Collected data
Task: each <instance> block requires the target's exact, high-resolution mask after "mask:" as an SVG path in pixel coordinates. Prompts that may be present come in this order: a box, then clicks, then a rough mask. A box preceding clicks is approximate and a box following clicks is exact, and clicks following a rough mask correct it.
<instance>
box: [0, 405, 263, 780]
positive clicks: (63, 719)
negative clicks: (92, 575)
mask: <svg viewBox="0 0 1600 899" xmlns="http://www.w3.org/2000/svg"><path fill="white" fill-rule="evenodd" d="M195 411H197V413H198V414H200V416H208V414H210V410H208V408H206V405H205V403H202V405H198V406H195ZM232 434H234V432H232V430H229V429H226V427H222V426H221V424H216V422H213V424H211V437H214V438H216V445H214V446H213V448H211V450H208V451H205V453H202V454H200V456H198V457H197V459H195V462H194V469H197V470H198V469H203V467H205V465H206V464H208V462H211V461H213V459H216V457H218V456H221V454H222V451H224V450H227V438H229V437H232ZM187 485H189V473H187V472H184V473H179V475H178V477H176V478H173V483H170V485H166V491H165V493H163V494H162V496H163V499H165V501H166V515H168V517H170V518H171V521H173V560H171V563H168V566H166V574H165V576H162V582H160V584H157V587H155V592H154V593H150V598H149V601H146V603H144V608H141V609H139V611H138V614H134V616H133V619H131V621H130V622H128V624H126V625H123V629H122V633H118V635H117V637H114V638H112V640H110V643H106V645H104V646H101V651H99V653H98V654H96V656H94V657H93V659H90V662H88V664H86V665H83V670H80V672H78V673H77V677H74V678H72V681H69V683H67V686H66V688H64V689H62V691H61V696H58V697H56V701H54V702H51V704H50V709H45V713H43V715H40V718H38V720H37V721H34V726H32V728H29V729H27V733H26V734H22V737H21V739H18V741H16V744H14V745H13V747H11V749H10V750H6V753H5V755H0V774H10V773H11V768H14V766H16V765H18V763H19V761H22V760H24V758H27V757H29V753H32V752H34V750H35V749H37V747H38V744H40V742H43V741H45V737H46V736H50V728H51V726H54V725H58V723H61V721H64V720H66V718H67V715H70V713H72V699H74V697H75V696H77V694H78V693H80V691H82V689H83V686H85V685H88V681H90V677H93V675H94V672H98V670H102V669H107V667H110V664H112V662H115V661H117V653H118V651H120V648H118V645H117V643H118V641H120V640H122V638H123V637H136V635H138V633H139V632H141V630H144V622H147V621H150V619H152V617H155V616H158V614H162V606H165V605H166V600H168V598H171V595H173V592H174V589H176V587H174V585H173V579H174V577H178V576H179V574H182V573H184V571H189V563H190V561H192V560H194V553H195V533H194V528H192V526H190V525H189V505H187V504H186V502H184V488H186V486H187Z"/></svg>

## [Problem]
Please rewrite every line of the items above as a JSON list of strings, one string per line, leaving out any blank lines.

## [Answer box]
[
  "Task: each <instance> block requires the target's exact, high-resolution mask after \"mask:\" as an SVG path in pixel coordinates. Prompts that may be present come in this order: a box, then clicks, then a rough mask. A box preceding clicks is approximate and a box following clicks is exact, and clicks following a rough mask correct it.",
  "<instance>",
  "box: [0, 405, 263, 780]",
  "positive clicks: (63, 719)",
  "negative clicks: (92, 575)",
  "mask: <svg viewBox=\"0 0 1600 899\" xmlns=\"http://www.w3.org/2000/svg\"><path fill=\"white\" fill-rule=\"evenodd\" d=\"M195 411H197V413H198V414H200V416H208V414H210V410H208V408H206V405H205V403H202V405H198V406H195ZM232 434H234V432H232V430H229V429H226V427H222V426H221V424H216V422H213V424H211V437H214V438H216V445H214V446H213V448H211V450H208V451H205V453H202V454H200V456H198V457H197V459H195V462H194V469H197V470H198V469H203V467H205V465H206V464H208V462H211V461H213V459H216V457H218V456H221V454H222V451H224V450H227V438H229V437H232ZM187 485H189V473H187V472H184V473H179V475H178V477H176V478H173V483H170V485H166V491H165V493H163V494H162V496H163V499H165V501H166V515H168V517H170V518H171V521H173V560H171V563H168V566H166V574H165V576H162V582H160V584H157V587H155V592H154V593H150V598H149V601H146V603H144V608H141V609H139V611H138V614H134V616H133V619H131V621H130V622H128V624H126V625H123V629H122V633H118V635H117V637H114V638H112V640H110V643H106V645H104V646H101V651H99V653H98V654H96V656H94V657H93V659H90V662H88V664H86V665H83V670H80V672H78V673H77V677H74V678H72V681H69V683H67V686H66V688H64V689H62V691H61V696H58V697H56V701H54V702H51V704H50V709H45V713H43V715H40V718H38V720H37V721H34V726H32V728H29V729H27V733H26V734H22V737H21V739H18V741H16V744H14V745H13V747H11V749H10V750H6V753H5V755H0V774H10V773H11V768H14V766H16V765H18V763H19V761H22V760H24V758H27V757H29V753H32V752H34V750H35V749H37V747H38V744H40V742H43V741H45V737H46V736H50V728H51V726H54V725H58V723H61V721H64V720H66V718H67V715H70V713H72V699H74V697H75V696H77V694H78V693H80V691H82V689H83V686H85V685H88V681H90V677H93V675H94V672H98V670H102V669H107V667H110V664H112V662H115V661H117V653H118V651H120V648H118V645H117V643H118V641H120V640H122V638H123V637H136V635H138V633H139V632H141V630H144V622H147V621H150V619H152V617H155V616H158V614H162V606H165V605H166V600H168V598H171V595H173V592H174V589H176V587H174V585H173V579H174V577H178V576H179V574H182V573H184V571H189V563H190V561H192V560H194V553H195V533H194V528H192V526H190V525H189V505H187V504H186V502H184V488H186V486H187Z\"/></svg>"
]